### SUPPLIED RECORDS
****************
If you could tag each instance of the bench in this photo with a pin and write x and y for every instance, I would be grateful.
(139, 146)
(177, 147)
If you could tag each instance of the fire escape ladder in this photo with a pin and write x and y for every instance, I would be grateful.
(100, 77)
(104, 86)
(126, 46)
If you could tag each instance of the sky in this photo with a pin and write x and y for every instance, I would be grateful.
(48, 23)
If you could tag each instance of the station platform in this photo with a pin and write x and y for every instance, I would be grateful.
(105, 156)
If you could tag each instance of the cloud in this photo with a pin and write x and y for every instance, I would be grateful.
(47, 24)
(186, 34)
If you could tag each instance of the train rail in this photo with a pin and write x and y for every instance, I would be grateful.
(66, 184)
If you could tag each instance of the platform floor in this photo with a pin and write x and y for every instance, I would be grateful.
****************
Please rewrite all the lines above, renaming "pin" to "marker" and leaving everything else unchanged.

If you could tag each instance of the bench in this photo with a marker and write x and y for every instance, I would be grateful.
(139, 146)
(177, 147)
If you could tag each instance of the fire escape ladder in this photo with a marker and write x and y for every instance, I would be grateful.
(100, 77)
(104, 86)
(126, 46)
If you could tag each instance of the sky in this photo with a marker and write x and y for every instance, I would be grateful.
(48, 23)
If you could tag each instance of the station platform in this photo with a marker and write x and y for every instance, I would be grateful.
(105, 156)
If you could tag each instance of the cloud in this photo with a marker and write x and y for every instance, I would be grateful.
(47, 24)
(186, 34)
If you could tag each instance of the train rail in this photo with a marker and write x and y for every instance, I would be grateful.
(66, 184)
If you could tag each instance of the platform floor in this photo with a marker and write x and y for every instance, I would be grateful.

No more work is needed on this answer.